About this exercise: Pictures aside, copy every record word for word.

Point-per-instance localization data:
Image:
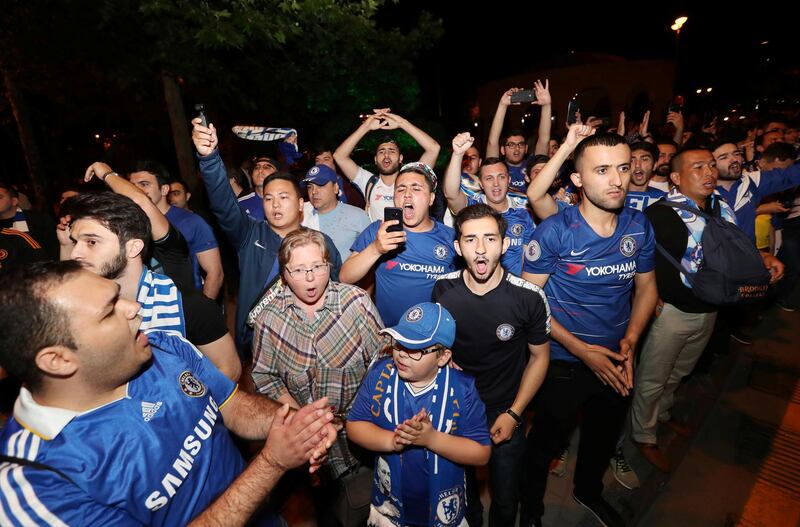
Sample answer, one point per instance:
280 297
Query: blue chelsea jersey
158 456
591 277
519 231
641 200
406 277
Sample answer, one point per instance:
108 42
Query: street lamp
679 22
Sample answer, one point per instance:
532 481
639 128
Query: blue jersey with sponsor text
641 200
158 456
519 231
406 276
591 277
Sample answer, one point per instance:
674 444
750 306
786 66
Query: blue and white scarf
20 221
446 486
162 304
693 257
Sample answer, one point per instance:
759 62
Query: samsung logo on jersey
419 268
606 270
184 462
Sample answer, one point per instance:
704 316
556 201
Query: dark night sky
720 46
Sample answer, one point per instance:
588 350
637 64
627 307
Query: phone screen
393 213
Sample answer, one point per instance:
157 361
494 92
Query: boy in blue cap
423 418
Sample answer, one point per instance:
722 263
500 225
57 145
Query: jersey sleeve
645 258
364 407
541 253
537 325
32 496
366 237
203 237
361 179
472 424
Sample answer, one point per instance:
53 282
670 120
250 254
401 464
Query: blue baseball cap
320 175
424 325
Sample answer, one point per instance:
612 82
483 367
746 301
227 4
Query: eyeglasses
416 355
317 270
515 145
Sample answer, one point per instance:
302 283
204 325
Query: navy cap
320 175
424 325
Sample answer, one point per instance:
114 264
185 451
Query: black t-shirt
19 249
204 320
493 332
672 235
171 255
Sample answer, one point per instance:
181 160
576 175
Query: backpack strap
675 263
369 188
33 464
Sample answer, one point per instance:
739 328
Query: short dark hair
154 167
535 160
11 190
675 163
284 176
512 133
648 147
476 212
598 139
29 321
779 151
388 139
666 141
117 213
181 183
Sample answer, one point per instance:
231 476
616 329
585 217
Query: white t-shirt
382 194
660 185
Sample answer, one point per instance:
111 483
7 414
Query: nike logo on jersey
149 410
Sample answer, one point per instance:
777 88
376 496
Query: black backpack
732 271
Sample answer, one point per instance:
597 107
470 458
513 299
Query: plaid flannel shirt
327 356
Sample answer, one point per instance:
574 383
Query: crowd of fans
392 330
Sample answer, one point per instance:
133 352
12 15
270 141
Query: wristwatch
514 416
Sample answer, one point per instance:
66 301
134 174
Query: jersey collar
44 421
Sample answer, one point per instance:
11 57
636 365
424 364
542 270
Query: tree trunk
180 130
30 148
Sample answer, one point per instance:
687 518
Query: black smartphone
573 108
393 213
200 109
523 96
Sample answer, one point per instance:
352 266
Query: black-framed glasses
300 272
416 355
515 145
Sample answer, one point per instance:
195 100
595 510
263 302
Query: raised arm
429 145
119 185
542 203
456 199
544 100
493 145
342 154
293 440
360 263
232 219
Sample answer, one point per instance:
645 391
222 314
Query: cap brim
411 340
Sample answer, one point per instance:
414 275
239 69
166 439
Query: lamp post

Task result:
Image:
Sample answer, one point per instance:
280 297
Query: blue chelsea jersey
158 456
591 277
519 231
641 200
406 277
Sample answer, one point per instance:
108 42
Query: street lamp
679 22
Sample answer, one point per instance:
532 481
639 128
Query: blue jersey with sponsor text
641 200
158 456
519 231
406 276
591 277
Sample answer, one point per instance:
674 444
750 306
786 66
Query: blue and white scarf
20 221
446 486
162 304
693 257
Sample answer, one point per instance:
759 62
Query: samsung logo on jersey
419 268
606 270
184 462
Sample answer, one point per instance:
704 316
556 201
Query: dark night sky
720 46
Sample answer, one point per instance:
588 350
637 64
627 307
Query: phone screen
393 213
Sample answer, one point per instance:
157 361
494 92
Query: boy in blue cap
423 418
Sample answer, one point per instance:
722 263
500 225
57 145
Query: jersey sleeve
645 258
364 407
541 253
537 325
32 496
366 237
203 237
361 179
472 424
Sample answer, one point per instance:
53 282
670 120
250 254
401 464
Query: blue baseball cap
320 175
424 325
Sample answer, one point per instance:
612 82
483 367
746 301
227 4
Query: eyeglasses
416 355
317 270
515 145
Sample answer, one point per instance:
302 283
204 325
Query: navy cap
320 175
424 325
Sample answer, one point per instance:
114 264
185 451
Query: black t-shirt
19 249
204 320
493 332
672 235
171 255
Sample answer, one point per instance:
181 160
576 175
Query: backpack strap
675 263
369 188
33 464
Sample answer, one point per instance:
739 328
Query: short dark hair
154 167
535 160
11 190
675 163
284 176
512 133
648 147
476 212
598 139
29 321
779 151
388 139
666 141
117 213
181 183
Sample answer, one point per instance:
231 476
616 329
585 217
Query: white t-shirt
382 194
660 185
Sample answer, one point per instance:
111 483
7 414
Query: nike logo on jersey
149 410
Sample answer, one point per instance:
777 88
376 496
Query: black backpack
732 271
Sample answer, one point per instance:
597 107
470 458
513 299
Query: plaid flannel shirt
327 356
Sample answer, one point per instance:
574 383
Query: crowd of fans
392 330
Sample answer, one point per instance:
133 352
12 15
270 141
Query: wristwatch
514 416
Sample answer, one point per instance:
66 301
134 174
Query: jersey collar
44 421
Sample answer, one point per instance:
11 57
636 365
424 364
542 270
Query: tree trunk
180 130
30 148
Sample answer, one point per instance:
687 518
Query: black smartphone
573 108
393 213
200 109
523 96
Sample answer, one point per instance:
352 266
Query: black-framed glasses
300 272
416 355
515 145
Sample answer, one point per instance:
195 100
595 510
263 302
Query: raised arm
429 145
119 185
542 203
456 199
544 100
493 145
342 154
293 440
360 263
232 219
Sample answer, one point per instance:
645 391
222 314
Query: cap brim
411 340
Sample answer, one point per instance:
414 275
239 69
166 439
Query: lamp post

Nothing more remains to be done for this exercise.